→ **ABOUT THIS TASK**
Two lines in the data below mark the range: the one with "the blue patterned" and the one with "of the dining". Return both, along with every line between them, exactly.

=== Section Start ===

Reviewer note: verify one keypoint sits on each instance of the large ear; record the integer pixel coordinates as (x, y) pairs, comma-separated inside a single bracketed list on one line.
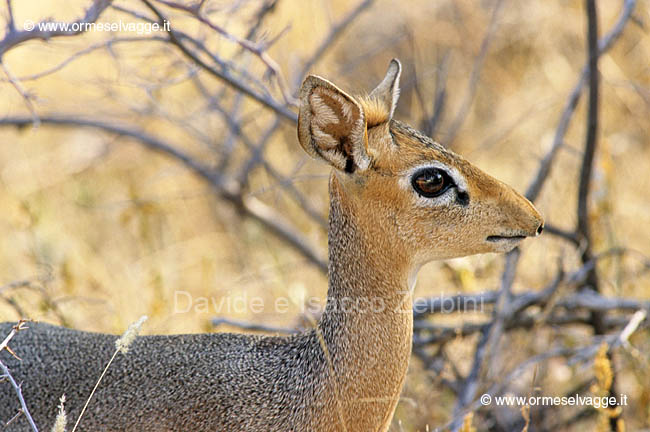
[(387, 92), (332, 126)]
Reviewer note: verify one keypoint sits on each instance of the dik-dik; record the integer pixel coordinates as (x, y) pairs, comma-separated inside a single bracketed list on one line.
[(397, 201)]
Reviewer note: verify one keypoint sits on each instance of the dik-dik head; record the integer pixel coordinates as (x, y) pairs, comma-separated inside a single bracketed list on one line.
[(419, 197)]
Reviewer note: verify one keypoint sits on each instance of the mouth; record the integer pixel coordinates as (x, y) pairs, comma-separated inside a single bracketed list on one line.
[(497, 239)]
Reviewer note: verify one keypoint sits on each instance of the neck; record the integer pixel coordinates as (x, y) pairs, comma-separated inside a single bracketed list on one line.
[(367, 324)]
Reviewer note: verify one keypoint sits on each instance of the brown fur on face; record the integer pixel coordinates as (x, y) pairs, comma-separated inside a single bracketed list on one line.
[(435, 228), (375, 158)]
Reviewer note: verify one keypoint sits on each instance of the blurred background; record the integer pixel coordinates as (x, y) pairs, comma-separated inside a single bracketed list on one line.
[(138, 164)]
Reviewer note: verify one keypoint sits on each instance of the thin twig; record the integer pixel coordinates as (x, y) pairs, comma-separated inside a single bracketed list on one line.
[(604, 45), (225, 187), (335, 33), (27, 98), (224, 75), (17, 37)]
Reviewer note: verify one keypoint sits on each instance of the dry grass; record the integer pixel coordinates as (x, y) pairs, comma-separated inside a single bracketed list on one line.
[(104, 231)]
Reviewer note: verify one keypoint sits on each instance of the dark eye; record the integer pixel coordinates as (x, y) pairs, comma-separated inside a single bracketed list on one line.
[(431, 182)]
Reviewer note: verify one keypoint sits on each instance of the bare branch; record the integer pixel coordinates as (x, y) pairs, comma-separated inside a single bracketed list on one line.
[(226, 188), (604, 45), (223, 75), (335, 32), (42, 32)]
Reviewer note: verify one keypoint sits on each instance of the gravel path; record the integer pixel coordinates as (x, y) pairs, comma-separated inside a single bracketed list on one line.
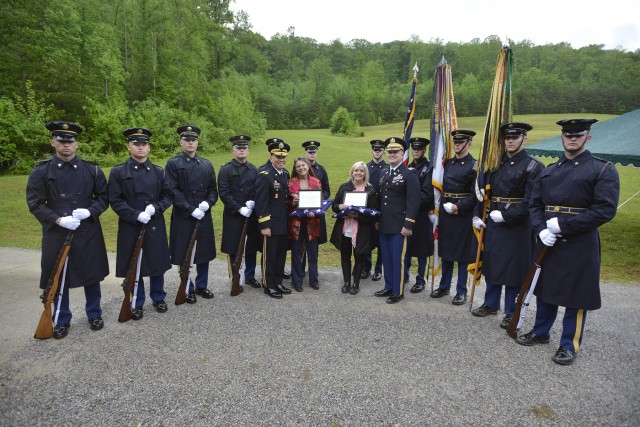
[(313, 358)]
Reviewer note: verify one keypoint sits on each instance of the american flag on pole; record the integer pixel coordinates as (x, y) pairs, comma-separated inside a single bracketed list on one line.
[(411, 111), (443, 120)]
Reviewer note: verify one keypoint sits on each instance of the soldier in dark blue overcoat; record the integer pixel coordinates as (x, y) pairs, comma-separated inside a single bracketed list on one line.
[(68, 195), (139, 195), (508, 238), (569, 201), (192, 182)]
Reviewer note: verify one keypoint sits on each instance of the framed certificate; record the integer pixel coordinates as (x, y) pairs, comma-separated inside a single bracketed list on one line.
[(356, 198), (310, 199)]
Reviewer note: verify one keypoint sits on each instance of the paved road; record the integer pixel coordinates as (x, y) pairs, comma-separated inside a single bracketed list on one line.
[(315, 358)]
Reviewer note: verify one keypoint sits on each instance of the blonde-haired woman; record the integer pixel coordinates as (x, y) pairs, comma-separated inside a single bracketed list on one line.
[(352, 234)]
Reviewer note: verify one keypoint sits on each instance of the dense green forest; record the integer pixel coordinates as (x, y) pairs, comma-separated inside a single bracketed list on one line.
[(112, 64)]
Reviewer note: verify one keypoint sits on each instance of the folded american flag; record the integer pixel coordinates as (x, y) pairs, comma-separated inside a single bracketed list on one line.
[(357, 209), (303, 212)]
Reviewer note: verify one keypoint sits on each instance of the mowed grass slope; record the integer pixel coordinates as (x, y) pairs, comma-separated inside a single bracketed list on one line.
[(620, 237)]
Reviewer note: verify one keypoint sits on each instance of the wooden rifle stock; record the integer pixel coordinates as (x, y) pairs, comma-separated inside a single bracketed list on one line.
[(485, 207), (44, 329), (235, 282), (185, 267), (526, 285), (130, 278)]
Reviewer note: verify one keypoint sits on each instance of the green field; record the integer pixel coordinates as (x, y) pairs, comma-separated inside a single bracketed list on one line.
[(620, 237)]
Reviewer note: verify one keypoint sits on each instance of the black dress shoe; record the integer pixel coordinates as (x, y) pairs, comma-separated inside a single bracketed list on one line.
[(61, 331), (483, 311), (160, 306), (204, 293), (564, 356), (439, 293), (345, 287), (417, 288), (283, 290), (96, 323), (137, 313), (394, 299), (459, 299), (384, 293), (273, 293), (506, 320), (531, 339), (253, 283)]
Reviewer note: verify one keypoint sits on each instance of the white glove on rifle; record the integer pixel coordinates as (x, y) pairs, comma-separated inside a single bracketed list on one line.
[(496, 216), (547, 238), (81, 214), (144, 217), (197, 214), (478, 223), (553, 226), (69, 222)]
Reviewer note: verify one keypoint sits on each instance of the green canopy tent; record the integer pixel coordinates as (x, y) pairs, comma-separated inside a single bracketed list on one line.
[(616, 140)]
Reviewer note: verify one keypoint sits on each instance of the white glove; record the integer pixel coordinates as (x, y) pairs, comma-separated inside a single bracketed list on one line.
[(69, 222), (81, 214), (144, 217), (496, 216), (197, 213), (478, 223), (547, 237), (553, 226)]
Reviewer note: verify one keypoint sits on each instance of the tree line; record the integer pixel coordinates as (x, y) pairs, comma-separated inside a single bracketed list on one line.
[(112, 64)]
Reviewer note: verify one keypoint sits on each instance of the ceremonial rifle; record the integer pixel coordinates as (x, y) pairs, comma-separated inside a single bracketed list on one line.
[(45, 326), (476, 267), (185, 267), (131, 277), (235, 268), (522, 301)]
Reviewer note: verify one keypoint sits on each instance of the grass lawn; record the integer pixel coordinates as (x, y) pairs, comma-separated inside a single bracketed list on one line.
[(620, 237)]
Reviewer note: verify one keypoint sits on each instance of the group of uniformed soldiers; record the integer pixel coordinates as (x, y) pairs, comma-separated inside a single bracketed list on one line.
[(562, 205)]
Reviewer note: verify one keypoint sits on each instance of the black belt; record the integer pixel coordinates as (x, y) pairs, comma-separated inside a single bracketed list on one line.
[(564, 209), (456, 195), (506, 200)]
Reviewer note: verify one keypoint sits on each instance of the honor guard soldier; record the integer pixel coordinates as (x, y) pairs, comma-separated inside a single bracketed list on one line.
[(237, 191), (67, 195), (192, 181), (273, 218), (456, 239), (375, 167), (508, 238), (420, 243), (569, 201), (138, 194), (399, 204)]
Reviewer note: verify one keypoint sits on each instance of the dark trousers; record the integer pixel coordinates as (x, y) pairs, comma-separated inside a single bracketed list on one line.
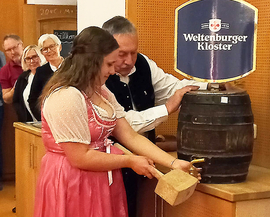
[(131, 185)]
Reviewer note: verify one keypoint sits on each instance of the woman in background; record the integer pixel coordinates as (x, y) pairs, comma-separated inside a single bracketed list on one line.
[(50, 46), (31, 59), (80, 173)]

=== Section End ===
=== Section Start ===

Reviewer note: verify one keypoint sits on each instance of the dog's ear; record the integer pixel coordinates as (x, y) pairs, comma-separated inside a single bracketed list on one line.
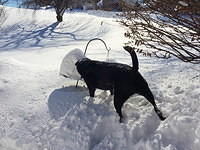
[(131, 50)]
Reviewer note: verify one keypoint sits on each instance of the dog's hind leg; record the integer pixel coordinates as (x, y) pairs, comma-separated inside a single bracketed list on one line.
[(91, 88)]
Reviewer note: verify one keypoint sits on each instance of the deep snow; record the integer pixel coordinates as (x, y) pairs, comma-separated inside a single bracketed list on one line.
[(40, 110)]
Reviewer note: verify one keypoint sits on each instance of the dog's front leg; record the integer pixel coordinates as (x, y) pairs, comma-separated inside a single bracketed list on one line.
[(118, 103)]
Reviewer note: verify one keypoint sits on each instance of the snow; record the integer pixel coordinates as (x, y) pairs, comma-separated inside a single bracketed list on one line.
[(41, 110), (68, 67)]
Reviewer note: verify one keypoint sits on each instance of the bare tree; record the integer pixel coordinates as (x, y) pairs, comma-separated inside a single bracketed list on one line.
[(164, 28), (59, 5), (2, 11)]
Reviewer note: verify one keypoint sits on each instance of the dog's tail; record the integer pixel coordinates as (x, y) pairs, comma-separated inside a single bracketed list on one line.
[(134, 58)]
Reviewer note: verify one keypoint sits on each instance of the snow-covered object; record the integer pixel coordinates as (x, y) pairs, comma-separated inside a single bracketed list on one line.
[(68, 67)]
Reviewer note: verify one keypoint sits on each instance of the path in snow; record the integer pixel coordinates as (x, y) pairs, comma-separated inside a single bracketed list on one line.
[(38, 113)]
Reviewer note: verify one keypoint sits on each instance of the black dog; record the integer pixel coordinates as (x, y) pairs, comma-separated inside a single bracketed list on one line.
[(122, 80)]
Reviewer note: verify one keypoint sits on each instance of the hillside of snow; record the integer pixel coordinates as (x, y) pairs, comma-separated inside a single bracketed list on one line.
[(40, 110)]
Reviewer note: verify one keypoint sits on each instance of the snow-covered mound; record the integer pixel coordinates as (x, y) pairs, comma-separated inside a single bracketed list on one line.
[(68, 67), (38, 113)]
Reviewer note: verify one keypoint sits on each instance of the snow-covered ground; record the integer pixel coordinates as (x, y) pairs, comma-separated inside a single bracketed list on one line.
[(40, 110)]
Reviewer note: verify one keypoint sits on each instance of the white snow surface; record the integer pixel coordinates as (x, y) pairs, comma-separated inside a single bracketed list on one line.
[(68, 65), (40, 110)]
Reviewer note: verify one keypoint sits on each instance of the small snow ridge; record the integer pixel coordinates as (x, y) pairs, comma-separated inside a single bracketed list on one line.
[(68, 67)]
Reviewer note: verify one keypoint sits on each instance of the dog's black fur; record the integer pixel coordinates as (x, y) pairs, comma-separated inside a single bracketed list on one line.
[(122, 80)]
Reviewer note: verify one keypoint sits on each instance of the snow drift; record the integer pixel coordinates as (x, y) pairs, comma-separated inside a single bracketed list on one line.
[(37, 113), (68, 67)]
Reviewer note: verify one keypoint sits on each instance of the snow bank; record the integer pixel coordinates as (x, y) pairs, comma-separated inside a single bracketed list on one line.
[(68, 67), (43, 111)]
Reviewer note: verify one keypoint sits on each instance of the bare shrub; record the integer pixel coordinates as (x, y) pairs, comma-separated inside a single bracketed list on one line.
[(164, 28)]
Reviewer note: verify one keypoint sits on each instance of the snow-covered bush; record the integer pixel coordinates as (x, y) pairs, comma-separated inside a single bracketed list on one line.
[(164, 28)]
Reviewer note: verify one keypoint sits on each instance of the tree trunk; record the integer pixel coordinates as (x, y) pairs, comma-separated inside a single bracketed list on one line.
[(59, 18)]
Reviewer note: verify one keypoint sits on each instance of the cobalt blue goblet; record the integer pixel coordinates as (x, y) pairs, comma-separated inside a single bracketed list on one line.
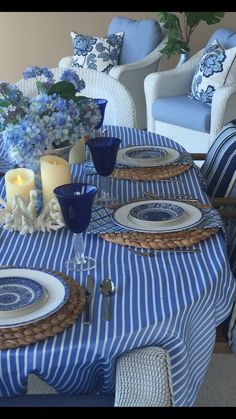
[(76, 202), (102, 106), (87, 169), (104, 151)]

=== Section End ===
=== Section Start ===

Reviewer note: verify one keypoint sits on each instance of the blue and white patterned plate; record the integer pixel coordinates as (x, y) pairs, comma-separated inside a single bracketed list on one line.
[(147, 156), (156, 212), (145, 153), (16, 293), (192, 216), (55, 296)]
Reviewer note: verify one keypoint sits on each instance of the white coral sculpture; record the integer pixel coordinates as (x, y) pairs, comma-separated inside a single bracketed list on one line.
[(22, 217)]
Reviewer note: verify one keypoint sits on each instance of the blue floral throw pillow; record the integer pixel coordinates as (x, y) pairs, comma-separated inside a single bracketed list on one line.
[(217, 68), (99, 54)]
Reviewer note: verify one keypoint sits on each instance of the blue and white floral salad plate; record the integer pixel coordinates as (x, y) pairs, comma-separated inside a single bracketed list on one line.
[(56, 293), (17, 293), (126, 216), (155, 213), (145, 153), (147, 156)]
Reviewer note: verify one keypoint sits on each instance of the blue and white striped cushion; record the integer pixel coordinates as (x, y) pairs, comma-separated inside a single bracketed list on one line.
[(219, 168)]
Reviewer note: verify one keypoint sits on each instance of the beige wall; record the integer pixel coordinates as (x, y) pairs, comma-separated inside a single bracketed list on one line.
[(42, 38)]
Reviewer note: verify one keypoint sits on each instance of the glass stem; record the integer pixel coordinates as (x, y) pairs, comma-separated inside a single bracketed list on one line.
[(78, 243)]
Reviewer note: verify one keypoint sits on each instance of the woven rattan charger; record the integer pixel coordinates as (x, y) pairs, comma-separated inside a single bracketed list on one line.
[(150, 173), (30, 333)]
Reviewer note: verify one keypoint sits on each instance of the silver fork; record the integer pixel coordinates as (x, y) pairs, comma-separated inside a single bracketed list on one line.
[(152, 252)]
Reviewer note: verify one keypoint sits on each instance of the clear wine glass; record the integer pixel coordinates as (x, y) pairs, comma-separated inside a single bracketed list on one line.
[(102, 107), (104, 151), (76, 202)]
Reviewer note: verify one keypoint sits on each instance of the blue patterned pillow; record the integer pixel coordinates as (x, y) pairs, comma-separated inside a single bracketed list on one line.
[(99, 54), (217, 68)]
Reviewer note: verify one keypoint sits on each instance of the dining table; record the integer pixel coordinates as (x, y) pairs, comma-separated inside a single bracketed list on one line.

=== Section End ===

→ **SOLVED PROBLEM**
Reviewer note: verify one keypoint sits on each instance of the blue patterned pillow; record the integer pixel coordinates as (x, y) pairs, comma-separated inside a single bracketed list on one line.
[(99, 54), (217, 68)]
Reviewer note: verify one keypoint sits on each instance of the dining table; record the integer pixel coordinates as (x, y) pairs, comma-separated inside a single bracketed list on one line.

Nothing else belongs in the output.